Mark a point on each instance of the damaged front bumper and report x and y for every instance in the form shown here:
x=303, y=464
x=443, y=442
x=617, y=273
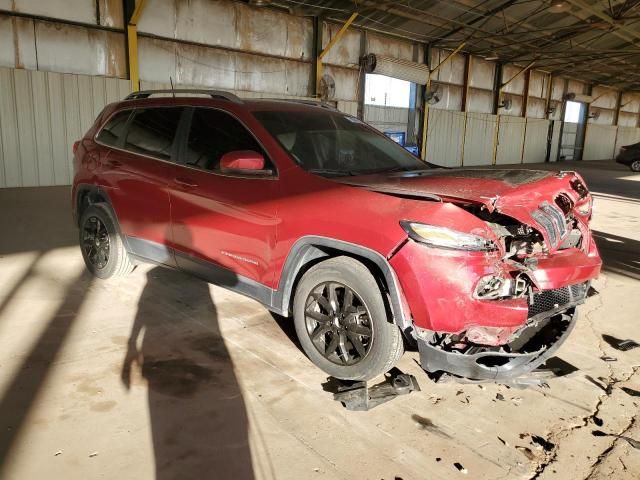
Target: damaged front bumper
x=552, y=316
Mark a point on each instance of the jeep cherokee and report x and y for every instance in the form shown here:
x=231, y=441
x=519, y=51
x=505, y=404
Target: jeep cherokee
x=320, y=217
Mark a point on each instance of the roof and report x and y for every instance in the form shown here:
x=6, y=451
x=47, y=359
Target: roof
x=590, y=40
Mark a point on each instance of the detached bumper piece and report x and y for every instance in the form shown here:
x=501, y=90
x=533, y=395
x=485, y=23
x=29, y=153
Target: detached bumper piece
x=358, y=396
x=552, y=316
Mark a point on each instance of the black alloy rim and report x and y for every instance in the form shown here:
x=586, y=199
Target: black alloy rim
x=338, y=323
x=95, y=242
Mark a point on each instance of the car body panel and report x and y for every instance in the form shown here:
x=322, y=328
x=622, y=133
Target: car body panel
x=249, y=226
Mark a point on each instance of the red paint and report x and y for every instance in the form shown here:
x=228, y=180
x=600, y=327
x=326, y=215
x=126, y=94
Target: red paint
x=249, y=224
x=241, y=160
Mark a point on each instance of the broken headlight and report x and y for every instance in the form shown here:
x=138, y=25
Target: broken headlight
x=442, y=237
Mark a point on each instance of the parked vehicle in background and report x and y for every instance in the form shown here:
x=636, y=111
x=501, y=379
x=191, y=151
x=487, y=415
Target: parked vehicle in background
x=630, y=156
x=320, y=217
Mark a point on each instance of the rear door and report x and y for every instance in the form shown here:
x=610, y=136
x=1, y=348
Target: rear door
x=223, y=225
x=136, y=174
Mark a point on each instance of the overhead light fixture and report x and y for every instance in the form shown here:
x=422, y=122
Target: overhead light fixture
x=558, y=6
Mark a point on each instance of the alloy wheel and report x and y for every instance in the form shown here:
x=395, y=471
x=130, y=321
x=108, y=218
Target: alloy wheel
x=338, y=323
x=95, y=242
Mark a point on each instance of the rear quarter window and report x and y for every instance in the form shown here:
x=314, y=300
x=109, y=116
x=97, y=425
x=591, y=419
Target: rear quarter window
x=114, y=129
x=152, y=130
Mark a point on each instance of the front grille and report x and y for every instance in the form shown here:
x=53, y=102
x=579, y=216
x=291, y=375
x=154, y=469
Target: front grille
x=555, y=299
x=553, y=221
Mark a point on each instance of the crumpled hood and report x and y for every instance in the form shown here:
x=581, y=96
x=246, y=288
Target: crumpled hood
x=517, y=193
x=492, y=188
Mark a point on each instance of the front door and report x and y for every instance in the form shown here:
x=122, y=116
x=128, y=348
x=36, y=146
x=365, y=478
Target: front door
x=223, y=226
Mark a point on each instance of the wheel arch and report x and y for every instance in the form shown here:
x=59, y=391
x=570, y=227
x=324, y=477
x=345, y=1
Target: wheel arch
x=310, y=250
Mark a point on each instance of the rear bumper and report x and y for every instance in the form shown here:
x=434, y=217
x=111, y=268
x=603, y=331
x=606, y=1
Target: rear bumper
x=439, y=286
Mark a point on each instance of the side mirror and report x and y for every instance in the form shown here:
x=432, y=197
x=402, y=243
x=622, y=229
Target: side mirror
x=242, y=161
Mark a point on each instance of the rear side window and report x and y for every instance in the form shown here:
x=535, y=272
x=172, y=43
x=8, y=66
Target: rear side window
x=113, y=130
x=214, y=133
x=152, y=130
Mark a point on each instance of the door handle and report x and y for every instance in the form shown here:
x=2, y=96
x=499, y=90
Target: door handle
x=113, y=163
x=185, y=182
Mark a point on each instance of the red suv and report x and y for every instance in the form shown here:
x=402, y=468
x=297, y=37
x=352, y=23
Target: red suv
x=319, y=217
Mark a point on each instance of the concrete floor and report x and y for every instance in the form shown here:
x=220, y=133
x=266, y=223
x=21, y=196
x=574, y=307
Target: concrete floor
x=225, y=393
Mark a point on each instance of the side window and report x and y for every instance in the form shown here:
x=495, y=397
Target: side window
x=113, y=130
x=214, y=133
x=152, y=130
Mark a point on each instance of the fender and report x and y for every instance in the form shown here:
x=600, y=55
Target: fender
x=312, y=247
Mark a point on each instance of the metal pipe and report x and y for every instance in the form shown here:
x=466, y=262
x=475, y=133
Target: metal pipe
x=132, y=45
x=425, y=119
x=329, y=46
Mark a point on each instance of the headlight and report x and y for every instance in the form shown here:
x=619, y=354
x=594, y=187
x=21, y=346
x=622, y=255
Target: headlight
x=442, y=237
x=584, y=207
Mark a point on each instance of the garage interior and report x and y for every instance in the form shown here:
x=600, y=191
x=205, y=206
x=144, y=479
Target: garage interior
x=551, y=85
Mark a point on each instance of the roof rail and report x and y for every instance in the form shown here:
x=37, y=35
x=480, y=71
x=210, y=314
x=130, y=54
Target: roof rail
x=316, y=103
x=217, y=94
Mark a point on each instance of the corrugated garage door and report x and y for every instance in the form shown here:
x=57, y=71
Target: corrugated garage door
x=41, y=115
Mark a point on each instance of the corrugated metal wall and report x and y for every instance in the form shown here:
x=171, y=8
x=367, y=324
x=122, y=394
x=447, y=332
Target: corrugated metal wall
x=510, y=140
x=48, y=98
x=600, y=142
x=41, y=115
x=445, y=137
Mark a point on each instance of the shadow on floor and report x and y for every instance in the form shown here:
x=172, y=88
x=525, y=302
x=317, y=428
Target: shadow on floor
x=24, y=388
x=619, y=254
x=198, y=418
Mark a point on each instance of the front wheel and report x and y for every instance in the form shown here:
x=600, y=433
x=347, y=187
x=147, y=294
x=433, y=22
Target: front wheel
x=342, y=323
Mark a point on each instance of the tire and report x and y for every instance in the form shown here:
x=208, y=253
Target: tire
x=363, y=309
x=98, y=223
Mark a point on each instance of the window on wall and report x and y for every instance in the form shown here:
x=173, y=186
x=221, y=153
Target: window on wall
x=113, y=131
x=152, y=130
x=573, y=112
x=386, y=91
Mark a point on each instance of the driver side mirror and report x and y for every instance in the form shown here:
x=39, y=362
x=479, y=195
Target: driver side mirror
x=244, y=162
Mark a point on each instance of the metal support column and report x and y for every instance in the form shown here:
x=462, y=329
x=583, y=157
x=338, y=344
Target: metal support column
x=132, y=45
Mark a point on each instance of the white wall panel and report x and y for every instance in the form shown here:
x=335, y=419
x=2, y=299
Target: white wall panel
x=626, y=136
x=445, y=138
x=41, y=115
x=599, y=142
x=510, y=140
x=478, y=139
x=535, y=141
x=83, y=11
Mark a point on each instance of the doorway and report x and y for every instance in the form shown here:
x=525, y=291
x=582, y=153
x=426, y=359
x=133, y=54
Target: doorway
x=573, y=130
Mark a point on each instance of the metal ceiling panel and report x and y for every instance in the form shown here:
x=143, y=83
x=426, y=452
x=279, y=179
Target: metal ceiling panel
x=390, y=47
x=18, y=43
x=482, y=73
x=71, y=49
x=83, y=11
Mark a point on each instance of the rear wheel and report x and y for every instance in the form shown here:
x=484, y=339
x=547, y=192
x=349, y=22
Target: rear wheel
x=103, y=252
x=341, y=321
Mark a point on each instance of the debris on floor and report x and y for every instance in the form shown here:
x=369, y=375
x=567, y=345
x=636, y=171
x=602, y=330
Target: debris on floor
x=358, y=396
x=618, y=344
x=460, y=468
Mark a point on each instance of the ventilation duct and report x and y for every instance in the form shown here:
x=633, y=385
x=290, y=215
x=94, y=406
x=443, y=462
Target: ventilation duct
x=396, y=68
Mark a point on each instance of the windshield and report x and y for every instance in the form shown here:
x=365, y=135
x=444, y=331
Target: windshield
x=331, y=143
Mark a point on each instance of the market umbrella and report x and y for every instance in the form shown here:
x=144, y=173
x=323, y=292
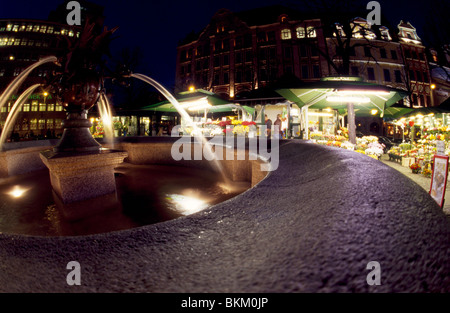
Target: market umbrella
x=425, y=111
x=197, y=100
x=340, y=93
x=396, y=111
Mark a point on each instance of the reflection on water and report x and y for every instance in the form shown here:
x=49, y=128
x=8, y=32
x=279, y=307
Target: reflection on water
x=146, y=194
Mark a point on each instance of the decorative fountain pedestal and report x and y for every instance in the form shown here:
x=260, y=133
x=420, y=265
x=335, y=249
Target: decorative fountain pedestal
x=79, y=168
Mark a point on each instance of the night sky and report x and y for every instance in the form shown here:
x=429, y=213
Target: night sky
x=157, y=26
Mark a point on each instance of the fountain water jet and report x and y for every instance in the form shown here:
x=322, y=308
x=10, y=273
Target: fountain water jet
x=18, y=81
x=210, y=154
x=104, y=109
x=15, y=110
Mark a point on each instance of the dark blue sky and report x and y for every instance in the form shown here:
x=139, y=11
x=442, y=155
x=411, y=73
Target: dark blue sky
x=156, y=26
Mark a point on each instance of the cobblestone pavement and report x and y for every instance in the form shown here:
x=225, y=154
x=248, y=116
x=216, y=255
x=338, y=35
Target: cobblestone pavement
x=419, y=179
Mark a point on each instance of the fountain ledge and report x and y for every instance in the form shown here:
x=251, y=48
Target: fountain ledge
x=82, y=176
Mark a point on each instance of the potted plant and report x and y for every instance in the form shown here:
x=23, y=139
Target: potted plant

--

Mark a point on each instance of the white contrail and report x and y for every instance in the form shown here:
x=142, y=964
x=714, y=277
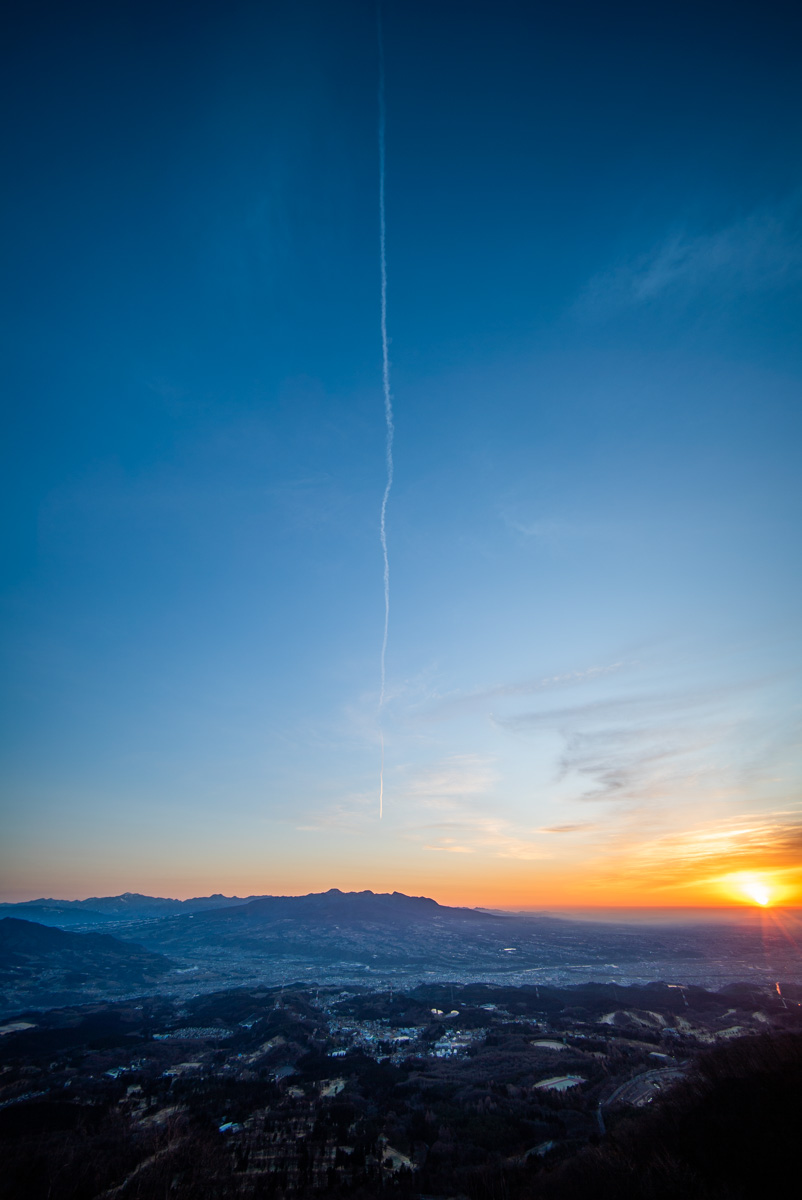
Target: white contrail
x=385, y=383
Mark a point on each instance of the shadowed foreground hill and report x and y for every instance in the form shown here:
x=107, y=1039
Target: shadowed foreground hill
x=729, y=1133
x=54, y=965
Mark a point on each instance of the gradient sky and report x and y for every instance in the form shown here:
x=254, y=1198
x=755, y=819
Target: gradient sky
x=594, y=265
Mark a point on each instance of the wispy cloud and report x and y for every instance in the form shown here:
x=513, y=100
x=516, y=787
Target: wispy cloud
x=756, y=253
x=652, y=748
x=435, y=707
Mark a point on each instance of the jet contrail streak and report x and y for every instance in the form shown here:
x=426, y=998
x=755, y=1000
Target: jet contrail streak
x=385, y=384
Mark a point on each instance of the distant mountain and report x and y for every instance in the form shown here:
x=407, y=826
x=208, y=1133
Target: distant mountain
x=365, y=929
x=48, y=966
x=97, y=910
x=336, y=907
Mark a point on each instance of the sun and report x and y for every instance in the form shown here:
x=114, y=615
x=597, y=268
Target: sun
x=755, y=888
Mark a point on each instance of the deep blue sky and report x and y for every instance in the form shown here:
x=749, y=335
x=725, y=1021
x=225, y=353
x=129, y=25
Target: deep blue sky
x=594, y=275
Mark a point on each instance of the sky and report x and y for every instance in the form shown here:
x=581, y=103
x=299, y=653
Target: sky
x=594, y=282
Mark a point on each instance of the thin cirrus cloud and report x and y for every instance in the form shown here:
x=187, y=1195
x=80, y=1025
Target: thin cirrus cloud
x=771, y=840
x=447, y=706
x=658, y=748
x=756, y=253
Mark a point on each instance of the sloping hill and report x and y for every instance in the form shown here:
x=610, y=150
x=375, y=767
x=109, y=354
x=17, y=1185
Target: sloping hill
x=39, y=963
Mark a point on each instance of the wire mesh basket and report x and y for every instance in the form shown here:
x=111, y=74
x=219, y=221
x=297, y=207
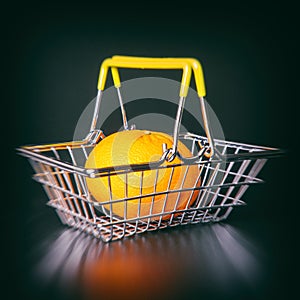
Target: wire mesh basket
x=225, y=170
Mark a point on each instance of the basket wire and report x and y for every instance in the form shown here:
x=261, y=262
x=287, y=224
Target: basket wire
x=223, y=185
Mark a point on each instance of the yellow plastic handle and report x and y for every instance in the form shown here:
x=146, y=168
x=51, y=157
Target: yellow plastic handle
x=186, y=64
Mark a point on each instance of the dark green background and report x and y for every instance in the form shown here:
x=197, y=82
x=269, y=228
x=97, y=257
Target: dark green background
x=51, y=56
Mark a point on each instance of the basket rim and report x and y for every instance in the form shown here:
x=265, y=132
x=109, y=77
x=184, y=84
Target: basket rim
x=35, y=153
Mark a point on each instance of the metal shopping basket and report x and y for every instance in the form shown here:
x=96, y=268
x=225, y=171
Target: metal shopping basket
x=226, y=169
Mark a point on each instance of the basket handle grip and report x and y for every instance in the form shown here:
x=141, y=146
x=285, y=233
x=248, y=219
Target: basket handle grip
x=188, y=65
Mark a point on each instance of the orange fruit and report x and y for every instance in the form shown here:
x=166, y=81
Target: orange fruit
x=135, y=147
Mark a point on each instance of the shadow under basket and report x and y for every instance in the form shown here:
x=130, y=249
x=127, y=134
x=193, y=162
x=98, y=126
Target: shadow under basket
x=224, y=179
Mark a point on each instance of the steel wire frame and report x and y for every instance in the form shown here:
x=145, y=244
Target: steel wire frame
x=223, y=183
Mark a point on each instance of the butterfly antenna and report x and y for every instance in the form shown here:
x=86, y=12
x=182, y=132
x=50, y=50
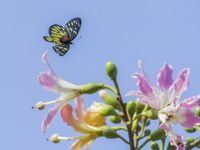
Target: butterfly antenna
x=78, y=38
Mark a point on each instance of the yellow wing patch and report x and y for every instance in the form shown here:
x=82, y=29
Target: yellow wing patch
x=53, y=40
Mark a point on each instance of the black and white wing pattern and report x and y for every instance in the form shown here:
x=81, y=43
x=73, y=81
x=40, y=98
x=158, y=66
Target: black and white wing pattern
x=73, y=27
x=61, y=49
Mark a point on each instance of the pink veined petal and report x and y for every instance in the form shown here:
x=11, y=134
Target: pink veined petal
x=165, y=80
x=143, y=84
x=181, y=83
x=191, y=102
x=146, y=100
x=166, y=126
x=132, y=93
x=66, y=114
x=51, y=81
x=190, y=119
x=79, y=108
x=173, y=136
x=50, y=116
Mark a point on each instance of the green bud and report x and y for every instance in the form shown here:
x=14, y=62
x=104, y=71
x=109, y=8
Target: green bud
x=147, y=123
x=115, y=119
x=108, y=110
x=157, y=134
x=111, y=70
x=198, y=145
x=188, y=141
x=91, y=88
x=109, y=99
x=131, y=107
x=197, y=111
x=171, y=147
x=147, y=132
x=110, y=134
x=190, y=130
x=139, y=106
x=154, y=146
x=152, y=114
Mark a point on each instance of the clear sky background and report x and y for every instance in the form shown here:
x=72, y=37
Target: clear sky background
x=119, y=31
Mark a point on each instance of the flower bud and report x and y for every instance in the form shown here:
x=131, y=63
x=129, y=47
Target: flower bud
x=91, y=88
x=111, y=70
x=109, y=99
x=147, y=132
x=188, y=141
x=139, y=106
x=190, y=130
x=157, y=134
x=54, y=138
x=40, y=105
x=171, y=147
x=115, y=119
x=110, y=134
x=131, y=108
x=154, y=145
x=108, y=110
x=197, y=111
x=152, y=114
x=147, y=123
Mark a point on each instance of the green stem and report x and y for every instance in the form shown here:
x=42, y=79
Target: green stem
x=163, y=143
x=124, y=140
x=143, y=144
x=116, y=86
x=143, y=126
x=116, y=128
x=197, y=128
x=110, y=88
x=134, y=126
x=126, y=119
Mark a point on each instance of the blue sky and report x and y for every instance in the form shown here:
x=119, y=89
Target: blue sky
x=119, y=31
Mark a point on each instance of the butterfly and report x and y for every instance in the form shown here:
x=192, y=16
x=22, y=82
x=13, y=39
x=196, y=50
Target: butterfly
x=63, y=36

◆ Task statement
Using the listing above, repeat word for word each line from the one with "Mark a point on each instance of the damaged" down to the one with "x=231, y=441", both included. Omit all pictures.

◆ Your solution
Mark a point on each instance of the damaged front bumper and report x and y for every instance in the form shown here:
x=303, y=464
x=443, y=442
x=617, y=273
Target: damaged front bumper
x=552, y=316
Mark a point on each instance of the jeep cherokee and report x and y for every instance in the form shown here:
x=231, y=441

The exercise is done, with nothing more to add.